### [What is asked]
Replace "bounding box" with "rectangle" in the lines from the first line up to and including the line with "30,229 -> 236,350", and leave everything else unchanged. Give only those lines.

### [Data provided]
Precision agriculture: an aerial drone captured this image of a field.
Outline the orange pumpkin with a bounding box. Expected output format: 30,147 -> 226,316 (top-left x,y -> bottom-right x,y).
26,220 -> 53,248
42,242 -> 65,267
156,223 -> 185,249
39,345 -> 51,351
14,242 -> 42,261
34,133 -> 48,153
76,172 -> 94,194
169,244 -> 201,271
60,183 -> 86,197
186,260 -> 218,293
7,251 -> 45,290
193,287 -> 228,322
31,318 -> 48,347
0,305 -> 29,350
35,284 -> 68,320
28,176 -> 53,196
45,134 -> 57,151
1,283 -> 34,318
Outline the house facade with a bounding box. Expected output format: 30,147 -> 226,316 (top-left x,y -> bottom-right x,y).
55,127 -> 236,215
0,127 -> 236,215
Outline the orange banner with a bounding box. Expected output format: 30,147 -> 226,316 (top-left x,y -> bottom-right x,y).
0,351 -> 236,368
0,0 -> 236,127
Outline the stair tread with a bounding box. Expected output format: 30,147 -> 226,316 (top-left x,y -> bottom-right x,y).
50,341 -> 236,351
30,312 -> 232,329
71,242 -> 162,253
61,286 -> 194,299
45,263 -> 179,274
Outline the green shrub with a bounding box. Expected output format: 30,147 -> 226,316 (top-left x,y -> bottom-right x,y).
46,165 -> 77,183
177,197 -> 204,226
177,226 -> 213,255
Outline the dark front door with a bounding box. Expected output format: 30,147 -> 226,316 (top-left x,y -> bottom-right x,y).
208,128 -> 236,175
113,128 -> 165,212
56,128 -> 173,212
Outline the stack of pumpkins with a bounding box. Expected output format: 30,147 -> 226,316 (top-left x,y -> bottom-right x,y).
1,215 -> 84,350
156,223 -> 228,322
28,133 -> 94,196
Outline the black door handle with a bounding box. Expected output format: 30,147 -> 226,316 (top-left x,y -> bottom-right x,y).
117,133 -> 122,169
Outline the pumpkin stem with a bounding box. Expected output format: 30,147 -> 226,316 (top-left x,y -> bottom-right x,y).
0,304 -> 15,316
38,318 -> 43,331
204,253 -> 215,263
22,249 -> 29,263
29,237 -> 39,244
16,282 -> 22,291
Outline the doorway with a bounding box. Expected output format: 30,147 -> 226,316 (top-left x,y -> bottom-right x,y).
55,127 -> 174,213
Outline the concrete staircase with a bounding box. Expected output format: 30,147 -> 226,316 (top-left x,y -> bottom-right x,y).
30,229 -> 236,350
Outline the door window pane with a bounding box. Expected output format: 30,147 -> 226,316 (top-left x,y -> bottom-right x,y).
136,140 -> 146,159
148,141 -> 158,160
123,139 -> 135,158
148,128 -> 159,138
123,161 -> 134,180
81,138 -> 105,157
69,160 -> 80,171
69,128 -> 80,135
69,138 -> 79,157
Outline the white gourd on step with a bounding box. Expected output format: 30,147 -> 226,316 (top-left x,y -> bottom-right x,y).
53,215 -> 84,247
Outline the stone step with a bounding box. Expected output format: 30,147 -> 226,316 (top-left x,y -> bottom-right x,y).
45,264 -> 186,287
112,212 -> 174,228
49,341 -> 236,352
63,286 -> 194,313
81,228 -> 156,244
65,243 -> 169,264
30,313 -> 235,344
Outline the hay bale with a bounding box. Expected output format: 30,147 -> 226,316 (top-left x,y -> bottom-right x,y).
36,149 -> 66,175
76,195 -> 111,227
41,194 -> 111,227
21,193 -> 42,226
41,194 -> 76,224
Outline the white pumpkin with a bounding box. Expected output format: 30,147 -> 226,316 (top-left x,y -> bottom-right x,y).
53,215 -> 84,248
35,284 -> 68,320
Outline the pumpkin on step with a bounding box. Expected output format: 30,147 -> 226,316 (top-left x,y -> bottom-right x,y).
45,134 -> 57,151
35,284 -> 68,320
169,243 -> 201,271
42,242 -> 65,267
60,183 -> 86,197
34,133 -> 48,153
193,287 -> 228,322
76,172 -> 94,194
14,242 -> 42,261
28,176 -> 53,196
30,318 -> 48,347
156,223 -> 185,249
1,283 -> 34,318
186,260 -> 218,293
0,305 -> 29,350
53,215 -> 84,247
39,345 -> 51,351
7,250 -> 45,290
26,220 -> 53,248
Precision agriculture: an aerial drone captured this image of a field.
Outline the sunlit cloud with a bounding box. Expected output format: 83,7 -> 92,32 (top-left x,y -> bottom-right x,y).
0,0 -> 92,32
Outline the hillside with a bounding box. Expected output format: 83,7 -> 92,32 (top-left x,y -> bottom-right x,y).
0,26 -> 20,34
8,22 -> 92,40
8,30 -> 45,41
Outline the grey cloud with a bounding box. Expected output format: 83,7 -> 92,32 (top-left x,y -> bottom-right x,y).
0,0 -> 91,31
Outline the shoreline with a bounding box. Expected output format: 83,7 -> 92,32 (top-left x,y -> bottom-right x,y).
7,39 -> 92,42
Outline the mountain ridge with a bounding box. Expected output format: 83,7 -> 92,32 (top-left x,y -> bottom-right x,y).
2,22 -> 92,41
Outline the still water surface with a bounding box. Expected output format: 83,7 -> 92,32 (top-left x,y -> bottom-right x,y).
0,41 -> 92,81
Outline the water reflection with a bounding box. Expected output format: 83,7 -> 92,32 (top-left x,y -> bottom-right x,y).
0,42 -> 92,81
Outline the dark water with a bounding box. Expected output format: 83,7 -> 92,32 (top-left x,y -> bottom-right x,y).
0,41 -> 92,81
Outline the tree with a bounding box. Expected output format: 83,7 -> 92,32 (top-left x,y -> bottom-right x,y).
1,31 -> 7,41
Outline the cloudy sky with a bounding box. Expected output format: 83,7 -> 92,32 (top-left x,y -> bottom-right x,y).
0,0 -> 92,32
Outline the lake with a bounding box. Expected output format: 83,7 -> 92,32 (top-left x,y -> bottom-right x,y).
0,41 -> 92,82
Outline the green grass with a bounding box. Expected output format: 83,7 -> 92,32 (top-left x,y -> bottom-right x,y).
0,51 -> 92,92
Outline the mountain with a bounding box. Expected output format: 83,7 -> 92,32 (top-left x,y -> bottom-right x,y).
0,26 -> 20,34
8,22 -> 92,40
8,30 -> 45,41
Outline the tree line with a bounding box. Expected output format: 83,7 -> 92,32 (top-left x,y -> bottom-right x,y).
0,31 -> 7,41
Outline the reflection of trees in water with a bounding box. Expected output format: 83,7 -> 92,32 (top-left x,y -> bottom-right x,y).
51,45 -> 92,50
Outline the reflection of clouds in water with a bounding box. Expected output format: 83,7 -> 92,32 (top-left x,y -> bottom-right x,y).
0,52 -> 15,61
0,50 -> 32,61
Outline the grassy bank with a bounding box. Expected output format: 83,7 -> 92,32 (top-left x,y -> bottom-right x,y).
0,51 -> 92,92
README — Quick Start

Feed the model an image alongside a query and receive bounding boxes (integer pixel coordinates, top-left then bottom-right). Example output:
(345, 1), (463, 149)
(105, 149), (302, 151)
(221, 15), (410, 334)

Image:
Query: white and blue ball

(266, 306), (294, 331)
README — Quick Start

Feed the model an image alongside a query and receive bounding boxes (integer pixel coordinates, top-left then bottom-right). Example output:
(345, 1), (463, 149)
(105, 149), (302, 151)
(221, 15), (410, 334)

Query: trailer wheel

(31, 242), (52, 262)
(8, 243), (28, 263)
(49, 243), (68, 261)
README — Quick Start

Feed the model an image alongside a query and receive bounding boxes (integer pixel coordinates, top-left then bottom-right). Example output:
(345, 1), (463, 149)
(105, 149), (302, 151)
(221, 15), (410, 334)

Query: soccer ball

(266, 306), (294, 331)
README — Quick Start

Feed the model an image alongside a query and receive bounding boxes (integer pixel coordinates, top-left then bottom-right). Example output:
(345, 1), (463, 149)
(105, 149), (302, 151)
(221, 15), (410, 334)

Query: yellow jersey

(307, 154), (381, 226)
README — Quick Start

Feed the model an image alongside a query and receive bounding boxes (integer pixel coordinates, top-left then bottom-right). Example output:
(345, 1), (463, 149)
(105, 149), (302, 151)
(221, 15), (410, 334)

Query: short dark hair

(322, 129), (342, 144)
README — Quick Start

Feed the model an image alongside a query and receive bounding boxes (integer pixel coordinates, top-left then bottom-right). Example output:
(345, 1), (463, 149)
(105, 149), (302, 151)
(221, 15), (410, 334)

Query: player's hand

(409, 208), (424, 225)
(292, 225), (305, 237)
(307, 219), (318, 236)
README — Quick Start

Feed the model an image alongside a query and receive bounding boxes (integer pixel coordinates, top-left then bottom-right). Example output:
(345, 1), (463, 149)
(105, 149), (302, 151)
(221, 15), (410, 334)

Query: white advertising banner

### [Finished answer]
Precision agriculture: an aerial drone captured this image of a field.
Outline the orange pumpkin with a rectangle. Expected output format: 30,147 -> 226,316 (top-left x,y -> bottom-right x,y).
26,220 -> 53,248
42,242 -> 65,267
156,223 -> 185,249
39,345 -> 51,351
14,242 -> 42,261
34,133 -> 48,153
76,172 -> 94,194
169,244 -> 201,271
60,183 -> 86,197
186,260 -> 218,293
7,251 -> 45,290
193,287 -> 228,322
31,318 -> 48,347
0,305 -> 29,350
35,284 -> 68,320
28,176 -> 53,196
45,134 -> 57,151
1,283 -> 34,318
Outline the house facade with a rectangle. Expected output format: 30,147 -> 226,316 (top-left x,y -> bottom-right x,y).
55,127 -> 236,215
0,127 -> 236,215
Outline the orange banner with a rectangle. Expected output format: 30,147 -> 226,316 (top-left x,y -> bottom-right x,y).
0,351 -> 236,368
0,0 -> 236,127
Outline the stair tread with a rectangle. Expected output format: 30,147 -> 226,316 (top-left x,y -> bottom-right x,y).
50,341 -> 236,351
30,312 -> 232,329
71,242 -> 162,253
61,286 -> 194,299
45,263 -> 179,274
Outline the green shrub with a rectangle. Expected output format: 30,147 -> 226,316 (top-left x,y -> bottom-right x,y).
46,165 -> 77,183
177,197 -> 204,226
177,226 -> 213,255
Outline the dark front door with a rectangle. Expected output format: 30,147 -> 226,316 (top-left x,y -> bottom-right x,y).
208,128 -> 236,175
113,128 -> 165,212
56,128 -> 173,212
Outline the stack of pumpkins with a rectangle. Expected output format: 30,147 -> 226,316 (top-left x,y -> bottom-right x,y).
1,215 -> 84,350
156,223 -> 228,322
28,133 -> 94,196
Outline the black door handle with a rectangle. Expected output format: 30,147 -> 226,316 (top-left x,y -> bottom-right x,y).
117,133 -> 122,169
Outline the pumpkin stem with a rectangle. Expected output format: 30,147 -> 226,316 (top-left x,y -> bottom-right x,y).
0,304 -> 15,316
38,318 -> 43,331
204,253 -> 215,263
22,249 -> 29,263
29,237 -> 39,244
16,282 -> 22,291
Outline the doorway with a rectangle. Expected output format: 30,147 -> 226,316 (top-left x,y -> bottom-right x,y).
55,127 -> 174,213
Outline the concrete staircase with a rectangle. Expected output format: 30,147 -> 226,316 (top-left x,y -> bottom-right x,y).
30,229 -> 236,350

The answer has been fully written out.